- **The task**
Read through the records below and copy each line that uses the word "mountain".

Natural language region descriptions:
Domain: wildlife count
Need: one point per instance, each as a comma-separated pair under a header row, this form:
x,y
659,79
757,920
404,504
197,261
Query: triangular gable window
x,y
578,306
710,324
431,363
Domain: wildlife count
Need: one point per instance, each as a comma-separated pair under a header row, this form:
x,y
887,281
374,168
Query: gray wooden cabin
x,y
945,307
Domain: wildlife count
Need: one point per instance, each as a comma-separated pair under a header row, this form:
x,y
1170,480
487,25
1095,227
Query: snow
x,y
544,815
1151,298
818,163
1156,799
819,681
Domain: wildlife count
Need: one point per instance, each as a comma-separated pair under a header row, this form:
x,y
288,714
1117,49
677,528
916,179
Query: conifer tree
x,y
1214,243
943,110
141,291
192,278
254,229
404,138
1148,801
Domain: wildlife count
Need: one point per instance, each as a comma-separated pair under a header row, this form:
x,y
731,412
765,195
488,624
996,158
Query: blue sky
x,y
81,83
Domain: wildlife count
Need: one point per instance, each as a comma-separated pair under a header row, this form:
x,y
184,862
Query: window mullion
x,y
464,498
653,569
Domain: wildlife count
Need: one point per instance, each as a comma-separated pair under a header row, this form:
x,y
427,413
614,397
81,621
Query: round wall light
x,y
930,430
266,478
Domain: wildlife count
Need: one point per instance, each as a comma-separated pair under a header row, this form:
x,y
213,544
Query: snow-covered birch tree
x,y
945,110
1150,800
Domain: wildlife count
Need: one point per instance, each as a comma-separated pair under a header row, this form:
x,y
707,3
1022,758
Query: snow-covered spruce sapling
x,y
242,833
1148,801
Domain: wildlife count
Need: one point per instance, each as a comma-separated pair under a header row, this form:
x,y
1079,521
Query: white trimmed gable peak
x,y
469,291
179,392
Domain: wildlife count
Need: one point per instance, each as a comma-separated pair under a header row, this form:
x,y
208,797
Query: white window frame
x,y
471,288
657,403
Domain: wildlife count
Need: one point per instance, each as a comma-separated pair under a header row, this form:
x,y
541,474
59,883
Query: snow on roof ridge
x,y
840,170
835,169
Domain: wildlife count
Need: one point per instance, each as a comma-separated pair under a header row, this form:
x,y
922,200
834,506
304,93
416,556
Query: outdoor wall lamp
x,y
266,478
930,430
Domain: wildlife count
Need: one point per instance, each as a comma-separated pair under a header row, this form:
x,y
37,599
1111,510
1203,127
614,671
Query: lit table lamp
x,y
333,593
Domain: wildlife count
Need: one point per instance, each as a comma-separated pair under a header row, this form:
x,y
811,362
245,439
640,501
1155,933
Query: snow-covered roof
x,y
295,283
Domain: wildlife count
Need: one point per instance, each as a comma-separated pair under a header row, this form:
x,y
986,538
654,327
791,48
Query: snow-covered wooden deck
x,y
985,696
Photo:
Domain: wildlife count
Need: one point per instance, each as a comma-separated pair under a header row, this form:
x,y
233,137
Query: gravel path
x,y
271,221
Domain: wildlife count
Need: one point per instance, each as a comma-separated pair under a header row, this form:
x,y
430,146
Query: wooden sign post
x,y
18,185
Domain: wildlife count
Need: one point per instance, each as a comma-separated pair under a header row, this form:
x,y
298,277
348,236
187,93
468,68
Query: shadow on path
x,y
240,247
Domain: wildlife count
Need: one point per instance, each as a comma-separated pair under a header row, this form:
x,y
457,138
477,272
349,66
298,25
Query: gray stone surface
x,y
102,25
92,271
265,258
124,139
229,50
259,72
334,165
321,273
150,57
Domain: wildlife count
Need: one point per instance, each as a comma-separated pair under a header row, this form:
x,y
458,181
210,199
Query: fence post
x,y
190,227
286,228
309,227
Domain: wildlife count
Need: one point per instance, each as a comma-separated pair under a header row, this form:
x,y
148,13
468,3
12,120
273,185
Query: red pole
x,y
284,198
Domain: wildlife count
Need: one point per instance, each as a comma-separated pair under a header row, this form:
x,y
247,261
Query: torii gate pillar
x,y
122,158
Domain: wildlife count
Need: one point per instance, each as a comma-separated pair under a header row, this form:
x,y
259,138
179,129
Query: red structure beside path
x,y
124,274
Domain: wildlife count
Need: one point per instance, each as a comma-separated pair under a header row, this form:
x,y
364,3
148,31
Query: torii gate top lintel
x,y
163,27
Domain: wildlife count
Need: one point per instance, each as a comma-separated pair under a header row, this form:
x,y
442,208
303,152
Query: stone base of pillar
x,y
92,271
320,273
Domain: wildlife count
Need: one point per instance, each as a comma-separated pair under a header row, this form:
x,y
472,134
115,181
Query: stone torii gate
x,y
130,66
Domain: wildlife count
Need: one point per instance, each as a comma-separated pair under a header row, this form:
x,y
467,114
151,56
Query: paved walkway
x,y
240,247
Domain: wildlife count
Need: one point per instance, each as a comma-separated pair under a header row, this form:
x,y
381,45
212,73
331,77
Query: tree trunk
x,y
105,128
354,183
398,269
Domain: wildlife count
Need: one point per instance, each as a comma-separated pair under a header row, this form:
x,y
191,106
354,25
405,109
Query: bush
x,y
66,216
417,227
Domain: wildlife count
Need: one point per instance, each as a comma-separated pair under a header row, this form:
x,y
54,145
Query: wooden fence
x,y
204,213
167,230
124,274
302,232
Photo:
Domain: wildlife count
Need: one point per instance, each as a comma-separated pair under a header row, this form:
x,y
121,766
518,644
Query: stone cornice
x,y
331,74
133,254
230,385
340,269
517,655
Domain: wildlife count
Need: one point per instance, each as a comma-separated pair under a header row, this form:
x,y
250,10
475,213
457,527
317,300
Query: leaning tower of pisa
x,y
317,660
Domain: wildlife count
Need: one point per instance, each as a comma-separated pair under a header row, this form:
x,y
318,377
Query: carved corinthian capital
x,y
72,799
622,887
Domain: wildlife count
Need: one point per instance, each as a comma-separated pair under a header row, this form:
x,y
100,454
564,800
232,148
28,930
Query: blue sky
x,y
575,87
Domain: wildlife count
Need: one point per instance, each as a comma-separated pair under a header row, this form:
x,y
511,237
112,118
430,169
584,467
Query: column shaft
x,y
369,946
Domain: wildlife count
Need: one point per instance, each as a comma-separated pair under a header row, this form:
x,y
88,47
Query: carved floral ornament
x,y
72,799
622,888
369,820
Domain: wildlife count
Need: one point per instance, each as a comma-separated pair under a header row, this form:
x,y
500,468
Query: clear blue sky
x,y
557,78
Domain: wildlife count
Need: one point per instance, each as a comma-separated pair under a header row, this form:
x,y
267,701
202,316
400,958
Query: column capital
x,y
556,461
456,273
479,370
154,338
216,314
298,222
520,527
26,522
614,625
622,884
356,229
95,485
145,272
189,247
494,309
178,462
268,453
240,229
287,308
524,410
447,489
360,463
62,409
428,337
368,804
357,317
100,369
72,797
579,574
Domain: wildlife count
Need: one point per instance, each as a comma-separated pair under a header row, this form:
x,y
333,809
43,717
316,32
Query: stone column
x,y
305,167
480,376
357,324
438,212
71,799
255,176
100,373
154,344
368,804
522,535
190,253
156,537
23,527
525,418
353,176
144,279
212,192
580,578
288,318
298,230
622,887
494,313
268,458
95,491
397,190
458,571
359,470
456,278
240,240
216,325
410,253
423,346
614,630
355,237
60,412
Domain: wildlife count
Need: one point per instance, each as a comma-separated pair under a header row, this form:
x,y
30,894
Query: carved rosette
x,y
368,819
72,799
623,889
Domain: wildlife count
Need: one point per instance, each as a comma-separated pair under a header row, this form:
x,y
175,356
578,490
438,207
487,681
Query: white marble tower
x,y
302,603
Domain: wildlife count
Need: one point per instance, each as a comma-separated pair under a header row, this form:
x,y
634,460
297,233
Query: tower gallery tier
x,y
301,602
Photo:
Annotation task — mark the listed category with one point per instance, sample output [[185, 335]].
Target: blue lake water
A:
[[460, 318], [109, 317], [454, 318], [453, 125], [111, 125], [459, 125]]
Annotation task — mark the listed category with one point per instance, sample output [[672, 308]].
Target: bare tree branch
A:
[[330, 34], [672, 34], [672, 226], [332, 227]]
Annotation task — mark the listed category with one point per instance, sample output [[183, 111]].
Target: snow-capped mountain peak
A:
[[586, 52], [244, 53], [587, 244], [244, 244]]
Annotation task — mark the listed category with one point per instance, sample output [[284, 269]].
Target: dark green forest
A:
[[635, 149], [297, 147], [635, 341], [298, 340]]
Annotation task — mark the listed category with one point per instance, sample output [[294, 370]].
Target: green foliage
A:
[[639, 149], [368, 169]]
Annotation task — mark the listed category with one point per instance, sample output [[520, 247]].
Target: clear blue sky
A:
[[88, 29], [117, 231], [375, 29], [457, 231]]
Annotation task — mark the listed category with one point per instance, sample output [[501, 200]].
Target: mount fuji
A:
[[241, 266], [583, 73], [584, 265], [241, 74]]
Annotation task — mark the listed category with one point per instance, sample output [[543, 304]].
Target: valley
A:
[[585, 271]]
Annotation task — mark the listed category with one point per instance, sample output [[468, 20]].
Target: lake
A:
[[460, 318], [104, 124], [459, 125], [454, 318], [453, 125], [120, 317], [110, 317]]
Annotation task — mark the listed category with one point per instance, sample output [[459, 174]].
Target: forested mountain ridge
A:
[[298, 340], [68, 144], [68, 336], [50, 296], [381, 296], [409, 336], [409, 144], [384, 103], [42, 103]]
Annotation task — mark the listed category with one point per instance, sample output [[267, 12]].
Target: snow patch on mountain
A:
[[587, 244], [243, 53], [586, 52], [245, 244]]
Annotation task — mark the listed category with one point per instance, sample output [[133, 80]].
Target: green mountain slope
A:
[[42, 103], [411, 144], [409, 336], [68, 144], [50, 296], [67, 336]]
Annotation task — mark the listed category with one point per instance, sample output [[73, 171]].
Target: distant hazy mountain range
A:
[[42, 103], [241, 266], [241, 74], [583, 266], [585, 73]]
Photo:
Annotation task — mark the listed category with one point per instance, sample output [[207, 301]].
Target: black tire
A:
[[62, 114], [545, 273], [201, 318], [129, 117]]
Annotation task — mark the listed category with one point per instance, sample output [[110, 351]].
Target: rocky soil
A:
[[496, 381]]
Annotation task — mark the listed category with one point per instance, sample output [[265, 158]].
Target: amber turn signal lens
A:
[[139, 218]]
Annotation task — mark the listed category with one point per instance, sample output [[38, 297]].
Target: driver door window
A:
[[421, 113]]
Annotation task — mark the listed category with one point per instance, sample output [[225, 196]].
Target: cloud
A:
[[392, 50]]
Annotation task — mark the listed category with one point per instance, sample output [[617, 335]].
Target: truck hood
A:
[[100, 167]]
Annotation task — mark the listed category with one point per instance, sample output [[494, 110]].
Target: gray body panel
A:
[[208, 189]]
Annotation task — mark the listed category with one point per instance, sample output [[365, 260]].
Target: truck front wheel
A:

- **Solution to this problem**
Target: snow-capped mountain peak
Target: forested mountain ridge
Target: snow patch on mountain
Target: green mountain slope
Target: distant hazy mountain range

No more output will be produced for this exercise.